What you need to do: From the entries, return every line where the string "modern" shows up.

Dataset entries
◇ ◇ ◇ ◇ ◇ ◇ ◇
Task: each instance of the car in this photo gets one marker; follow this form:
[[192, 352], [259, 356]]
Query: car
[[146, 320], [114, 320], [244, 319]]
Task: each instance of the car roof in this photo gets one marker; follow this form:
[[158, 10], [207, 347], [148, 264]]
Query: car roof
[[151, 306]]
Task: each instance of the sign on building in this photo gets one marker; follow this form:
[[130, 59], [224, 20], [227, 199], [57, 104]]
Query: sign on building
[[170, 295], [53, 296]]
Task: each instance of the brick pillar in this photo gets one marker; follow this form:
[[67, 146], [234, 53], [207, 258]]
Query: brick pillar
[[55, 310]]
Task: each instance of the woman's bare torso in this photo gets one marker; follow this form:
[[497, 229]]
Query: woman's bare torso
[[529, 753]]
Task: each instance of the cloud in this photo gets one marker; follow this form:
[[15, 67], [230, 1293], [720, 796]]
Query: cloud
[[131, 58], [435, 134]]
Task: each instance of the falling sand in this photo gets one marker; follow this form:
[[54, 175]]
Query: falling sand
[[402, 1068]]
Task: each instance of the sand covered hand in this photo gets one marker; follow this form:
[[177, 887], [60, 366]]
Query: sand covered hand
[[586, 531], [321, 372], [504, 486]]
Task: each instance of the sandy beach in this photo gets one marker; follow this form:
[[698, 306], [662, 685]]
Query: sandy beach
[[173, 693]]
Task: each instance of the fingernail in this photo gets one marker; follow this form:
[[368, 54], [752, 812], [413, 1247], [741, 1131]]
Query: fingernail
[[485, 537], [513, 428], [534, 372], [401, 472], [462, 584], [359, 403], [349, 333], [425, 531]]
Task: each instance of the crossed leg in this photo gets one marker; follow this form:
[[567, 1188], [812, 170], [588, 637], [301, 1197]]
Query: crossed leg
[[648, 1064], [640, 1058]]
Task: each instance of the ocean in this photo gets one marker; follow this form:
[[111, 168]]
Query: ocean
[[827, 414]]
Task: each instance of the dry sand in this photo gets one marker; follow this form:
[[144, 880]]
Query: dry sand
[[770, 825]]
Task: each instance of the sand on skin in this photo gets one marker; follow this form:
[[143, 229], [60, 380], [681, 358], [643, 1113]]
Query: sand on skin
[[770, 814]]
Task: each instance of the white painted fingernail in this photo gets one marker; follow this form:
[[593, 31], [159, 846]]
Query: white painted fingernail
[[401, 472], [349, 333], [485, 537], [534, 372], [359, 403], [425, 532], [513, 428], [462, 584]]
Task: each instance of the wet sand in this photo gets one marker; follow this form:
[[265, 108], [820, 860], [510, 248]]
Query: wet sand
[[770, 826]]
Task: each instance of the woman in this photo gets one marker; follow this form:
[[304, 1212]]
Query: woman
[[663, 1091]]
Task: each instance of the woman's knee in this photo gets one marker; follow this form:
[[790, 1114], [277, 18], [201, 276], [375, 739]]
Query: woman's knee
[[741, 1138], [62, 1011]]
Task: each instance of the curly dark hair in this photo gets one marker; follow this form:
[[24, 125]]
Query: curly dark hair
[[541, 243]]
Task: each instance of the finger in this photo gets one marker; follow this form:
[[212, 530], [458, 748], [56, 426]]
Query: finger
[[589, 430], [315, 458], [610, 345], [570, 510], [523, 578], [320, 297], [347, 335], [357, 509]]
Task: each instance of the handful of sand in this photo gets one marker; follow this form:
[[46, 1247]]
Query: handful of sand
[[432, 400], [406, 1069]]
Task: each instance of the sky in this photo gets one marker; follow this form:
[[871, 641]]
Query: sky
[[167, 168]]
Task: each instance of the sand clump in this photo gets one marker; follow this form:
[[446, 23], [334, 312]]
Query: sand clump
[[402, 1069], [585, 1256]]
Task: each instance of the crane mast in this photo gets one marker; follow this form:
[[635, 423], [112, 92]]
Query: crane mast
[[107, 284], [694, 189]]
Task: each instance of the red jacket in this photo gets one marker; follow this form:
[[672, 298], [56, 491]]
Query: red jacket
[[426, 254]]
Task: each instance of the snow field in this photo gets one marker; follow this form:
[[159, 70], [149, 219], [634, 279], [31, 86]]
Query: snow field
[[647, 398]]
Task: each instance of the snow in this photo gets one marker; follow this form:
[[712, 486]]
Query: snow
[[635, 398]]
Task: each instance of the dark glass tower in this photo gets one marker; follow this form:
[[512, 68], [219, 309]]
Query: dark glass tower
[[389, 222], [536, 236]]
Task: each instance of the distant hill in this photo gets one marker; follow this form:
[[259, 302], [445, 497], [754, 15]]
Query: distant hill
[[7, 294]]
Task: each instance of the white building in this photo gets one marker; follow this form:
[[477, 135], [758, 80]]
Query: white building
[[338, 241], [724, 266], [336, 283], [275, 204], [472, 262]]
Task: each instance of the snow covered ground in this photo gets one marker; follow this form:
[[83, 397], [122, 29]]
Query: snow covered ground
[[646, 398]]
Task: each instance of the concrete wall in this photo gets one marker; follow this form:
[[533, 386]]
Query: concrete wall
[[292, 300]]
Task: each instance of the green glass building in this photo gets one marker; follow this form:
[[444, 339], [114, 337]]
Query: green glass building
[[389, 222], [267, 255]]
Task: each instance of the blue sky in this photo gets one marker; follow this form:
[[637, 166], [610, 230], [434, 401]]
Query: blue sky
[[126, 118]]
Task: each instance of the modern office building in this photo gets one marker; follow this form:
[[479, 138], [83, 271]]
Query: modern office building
◇ ◇ ◇ ◇ ◇ ◇ ◇
Output of the exercise:
Task: each instance of the modern office building in this photo gets one marker; follow this form:
Query: modern office building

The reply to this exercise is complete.